** BEGIN **

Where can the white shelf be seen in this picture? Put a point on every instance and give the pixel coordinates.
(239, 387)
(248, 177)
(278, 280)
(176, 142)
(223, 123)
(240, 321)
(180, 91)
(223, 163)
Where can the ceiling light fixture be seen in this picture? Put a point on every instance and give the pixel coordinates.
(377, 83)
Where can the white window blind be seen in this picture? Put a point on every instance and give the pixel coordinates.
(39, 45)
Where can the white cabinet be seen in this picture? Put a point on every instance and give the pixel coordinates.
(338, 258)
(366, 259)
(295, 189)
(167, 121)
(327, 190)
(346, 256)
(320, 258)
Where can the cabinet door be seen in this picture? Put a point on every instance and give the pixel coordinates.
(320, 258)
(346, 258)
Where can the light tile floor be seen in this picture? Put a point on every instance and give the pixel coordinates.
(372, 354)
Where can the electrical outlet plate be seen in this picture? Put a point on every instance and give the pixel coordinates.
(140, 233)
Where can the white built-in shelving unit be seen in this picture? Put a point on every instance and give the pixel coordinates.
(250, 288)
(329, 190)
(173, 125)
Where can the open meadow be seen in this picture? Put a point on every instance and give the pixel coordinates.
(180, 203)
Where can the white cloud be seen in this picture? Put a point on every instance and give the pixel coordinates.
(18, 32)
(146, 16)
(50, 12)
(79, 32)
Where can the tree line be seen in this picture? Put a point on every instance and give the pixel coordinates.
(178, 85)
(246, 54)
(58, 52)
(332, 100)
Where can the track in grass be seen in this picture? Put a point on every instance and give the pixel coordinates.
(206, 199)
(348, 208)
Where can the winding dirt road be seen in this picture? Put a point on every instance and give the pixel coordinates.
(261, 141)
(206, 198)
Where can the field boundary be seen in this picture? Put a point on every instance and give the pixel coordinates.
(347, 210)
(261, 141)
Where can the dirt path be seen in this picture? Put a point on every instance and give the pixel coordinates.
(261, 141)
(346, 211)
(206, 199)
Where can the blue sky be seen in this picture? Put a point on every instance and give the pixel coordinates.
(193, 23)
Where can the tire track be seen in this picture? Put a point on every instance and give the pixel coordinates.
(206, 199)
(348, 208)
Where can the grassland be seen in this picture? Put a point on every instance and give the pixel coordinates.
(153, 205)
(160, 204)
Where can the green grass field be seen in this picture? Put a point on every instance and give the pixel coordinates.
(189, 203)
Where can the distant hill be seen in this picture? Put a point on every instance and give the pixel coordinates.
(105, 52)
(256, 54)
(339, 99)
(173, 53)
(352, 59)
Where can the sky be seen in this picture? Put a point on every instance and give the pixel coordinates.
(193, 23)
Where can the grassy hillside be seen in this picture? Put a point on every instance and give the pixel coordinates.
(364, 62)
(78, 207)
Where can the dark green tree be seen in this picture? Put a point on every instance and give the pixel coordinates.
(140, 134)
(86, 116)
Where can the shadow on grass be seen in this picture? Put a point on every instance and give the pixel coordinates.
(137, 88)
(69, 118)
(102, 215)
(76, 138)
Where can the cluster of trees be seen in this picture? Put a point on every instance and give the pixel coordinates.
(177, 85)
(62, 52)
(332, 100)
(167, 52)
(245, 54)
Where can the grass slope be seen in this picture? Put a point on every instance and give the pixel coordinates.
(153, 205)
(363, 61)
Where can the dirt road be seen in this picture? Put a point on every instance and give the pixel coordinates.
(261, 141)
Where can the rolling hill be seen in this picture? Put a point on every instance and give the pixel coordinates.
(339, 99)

** END **

Please retype all of the rows above word for word, with no changes.

§ ANSWER
Where can the white shelf be seen in this picture? Put a point on every instance and give the pixel coordinates.
(239, 387)
(248, 177)
(278, 280)
(176, 142)
(223, 123)
(240, 321)
(180, 91)
(223, 163)
Where can the ceiling light fixture be seen in this picture? Put a point on every instance and give the pixel coordinates.
(377, 83)
Where can the white window blind be seen in this picture? Put a point on every instance and give the pixel coordinates.
(39, 45)
Where can the white cabinet be seen in this picture? Put a point on every instance and give the pixel coordinates.
(338, 258)
(366, 259)
(295, 189)
(167, 121)
(327, 190)
(346, 256)
(320, 258)
Where can the cabinet door be seen in this picture? Put a point on every instance and give the pixel coordinates.
(320, 258)
(346, 258)
Where can the light tile floor be seen in this picture? Put a point on every instance and give the pixel coordinates.
(372, 354)
Where can the electrical outlet plate be seen in this picture? Put a point on every instance and give the pixel coordinates.
(140, 233)
Where can the white built-in shelving unit be seen in this picture? Put a point on every instance and give the pixel coordinates.
(250, 288)
(329, 190)
(173, 125)
Where can the open meadow be seen in this picture? Put a point on every instance and give the pixel coordinates.
(180, 203)
Where can the white cloud be seen in this picture? Put a point on every instance and give the pixel coordinates.
(18, 32)
(146, 16)
(50, 12)
(79, 32)
Where can the tree line be seen in this picture? Put a point on every instance and give the pixel coordinates.
(178, 85)
(246, 54)
(58, 52)
(332, 100)
Where can the track in grass be seen in this picture? Put a point on every instance and give the pixel coordinates.
(206, 199)
(348, 208)
Where can the winding dirt road be seen in this picture? Put a point on every instance and give the pixel coordinates.
(261, 141)
(206, 198)
Where can the field boundary be seen in this picture? Put a point on every instance and give the pixel coordinates.
(347, 210)
(261, 141)
Where can the dirt path be seen in this picture? Put a point on every instance and give the pixel coordinates.
(261, 141)
(346, 211)
(206, 199)
Where can the blue sky be seen in this picture? Put a point on every instance and give the pixel coordinates.
(193, 23)
Where can the tire track be seen in this picture? Put a point on every instance and give the pixel coordinates.
(206, 199)
(348, 208)
Where can the grassland be seen in this picture? Put a point on every instance and give the pixel coordinates.
(153, 205)
(160, 204)
Where can the green grass field be seen in this picture? Put a point on every instance and give the pixel coordinates.
(189, 203)
Where can the distant hill be seen in this picture? Put a point on every instance and give the pixel coordinates.
(105, 52)
(256, 54)
(339, 99)
(173, 53)
(352, 59)
Where can the sky be seen in this picture? Put a point on every instance and give the pixel coordinates.
(193, 23)
Where can the grassy hillside be seen in this picture? Put a point on every instance and give the pixel coordinates.
(364, 62)
(78, 207)
Where can the dark green tree be seen in this picture? Put a point on every instance and give the pixel coordinates.
(140, 134)
(86, 116)
Where can the shadow on grass be seen in this picture? Put a point on every instance and give the pixel coordinates.
(137, 88)
(69, 118)
(102, 215)
(76, 138)
Where can the cluster of trees be seen in this picture? Put a point on every instance and give the pixel coordinates.
(177, 85)
(62, 52)
(332, 100)
(167, 52)
(245, 54)
Where can the grass slope be seen in this picture? Put a point on every instance and give the pixel coordinates.
(153, 205)
(363, 61)
Where can the dirt road be seen in this picture? Put a point on every instance and give the pixel coordinates.
(261, 141)
Where can the rolling hill be seen in this picture? Put a point on every instance and give the pixel coordinates.
(339, 99)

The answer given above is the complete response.